Theodor von Oppolzer (26 October 1841 – 26 December 1886) was an Austrian astronomer and mathematician of Bohemian origin.

The son of the physician Johann Ritter von Oppolzer, Theodor was born in Prague. He completed his graduate studies in medicine at the University of Vienna, gaining a Ph.D. in 1865. He also owned a private observatory. He began teaching theoretical astronomy and geodesics at the University of Vienna in 1866. By 1875 he was appointed a professor. In 1873 he became the director of the Austrian Geodetic Survey, and in 1886 he was elected vice president of the International Geodetic Association.

He was considered a highly capable astronomer and mathematician. For example, he was reputed to have memorized the values of 14,000 logarithms. In 1868 he led an expedition to observe a solar eclipse. Afterward (1885) he authored the Canon der Finsternisse, an authoritative compilation of the 8,000 solar and 5,200 lunar eclipses from 1200 B.C. until 2161. This was widely recognized as one of the greatest computational feats of its day.

▸ WHAT THIS EXERCISE ASKS
A. According to the biography of Theodor von Oppolzer, in what year did he become director of the Austrian Geodetic Survey?
B. Transcribe the part of the Oppolzer biography starting at "He was considered" and ending at "of its day.".
C. Continue the biography of Theodor von Oppolzer from where it stops.

▸ INFORMATION
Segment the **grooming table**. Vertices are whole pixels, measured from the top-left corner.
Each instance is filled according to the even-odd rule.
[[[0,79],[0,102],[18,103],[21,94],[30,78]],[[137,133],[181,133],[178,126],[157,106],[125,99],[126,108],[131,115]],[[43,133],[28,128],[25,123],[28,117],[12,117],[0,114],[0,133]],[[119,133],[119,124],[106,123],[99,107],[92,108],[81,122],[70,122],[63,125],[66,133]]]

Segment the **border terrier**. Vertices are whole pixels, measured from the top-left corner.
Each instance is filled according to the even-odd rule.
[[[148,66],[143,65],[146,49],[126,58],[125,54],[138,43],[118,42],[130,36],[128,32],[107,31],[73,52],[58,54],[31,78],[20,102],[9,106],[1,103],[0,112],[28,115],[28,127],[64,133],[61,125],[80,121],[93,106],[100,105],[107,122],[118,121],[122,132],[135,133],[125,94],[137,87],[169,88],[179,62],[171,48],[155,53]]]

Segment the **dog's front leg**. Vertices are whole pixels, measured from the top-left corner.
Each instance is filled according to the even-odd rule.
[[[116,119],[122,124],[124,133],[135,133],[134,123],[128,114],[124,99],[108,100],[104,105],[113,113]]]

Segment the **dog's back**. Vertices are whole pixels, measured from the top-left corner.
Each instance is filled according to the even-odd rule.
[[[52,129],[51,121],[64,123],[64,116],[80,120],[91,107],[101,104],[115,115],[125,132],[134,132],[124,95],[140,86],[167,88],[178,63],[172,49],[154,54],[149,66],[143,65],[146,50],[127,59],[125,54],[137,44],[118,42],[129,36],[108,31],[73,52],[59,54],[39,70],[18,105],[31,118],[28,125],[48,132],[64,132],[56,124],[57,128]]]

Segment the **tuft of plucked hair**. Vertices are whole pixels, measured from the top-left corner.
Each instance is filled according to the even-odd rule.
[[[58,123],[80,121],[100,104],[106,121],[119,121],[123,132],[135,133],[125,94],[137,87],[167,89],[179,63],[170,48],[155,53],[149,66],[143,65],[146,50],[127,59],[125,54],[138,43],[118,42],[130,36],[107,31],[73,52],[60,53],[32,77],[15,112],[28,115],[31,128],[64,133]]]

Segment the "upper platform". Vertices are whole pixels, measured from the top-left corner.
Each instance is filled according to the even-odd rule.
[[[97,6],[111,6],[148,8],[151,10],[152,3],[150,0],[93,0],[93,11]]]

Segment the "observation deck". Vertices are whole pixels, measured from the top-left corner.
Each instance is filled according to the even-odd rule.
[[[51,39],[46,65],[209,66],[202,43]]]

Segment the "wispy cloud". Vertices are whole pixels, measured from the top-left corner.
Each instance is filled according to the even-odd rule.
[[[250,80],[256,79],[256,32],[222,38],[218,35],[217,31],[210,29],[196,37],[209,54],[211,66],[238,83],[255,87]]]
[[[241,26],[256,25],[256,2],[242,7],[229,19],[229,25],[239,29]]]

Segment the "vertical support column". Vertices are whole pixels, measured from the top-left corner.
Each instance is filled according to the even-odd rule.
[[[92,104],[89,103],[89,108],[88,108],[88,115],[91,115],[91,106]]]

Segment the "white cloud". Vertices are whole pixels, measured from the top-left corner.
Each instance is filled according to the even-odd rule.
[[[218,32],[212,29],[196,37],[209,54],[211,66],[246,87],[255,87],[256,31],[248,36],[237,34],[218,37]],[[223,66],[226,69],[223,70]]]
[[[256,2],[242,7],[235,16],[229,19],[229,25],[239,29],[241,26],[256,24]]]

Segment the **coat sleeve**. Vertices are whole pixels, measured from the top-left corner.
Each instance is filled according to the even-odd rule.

▸ PER-TASK OUTPUTS
A. 1873

B.
He was considered a highly capable astronomer and mathematician. For example, he was reputed to have memorized the values of 14,000 logarithms. In 1868 he led an expedition to observe a solar eclipse. Afterward (1885) he authored the Canon der Finsternisse, an authoritative compilation of the 8,000 solar and 5,200 lunar eclipses from 1200 B.C. until 2161. This was widely recognized as one of the greatest computational feats of its day.

C.
Oppolzer authored over 300 papers, with most concerning the orbital elements of comets and asteroids. He also published a two-volume manual on the determination of the orbital elements of comets and planets. Both of his works served as standard astronomy references for many years.

He was working on an improved theory of lunar motion at the time of his death. His son Egon von Oppolzer also became a distinguished astronomer. He started to build the Historic Observatory of the University of Innsbruck.

== Awards and honors ==
- Elected to the Imperial Academy of Sciences of Vienna, 1882.
- Elected to the American National Academy of Sciences, 1883.
- The crater Oppolzer on the Moon is named after him.
- Asteroid 1492 Oppolzer was named for him. In addition asteroids were named for his wife (237 Coelestina), and his two daughters (153 Hilda and 228 Agathe). 153 Hilda then gave its name to the Hilda group.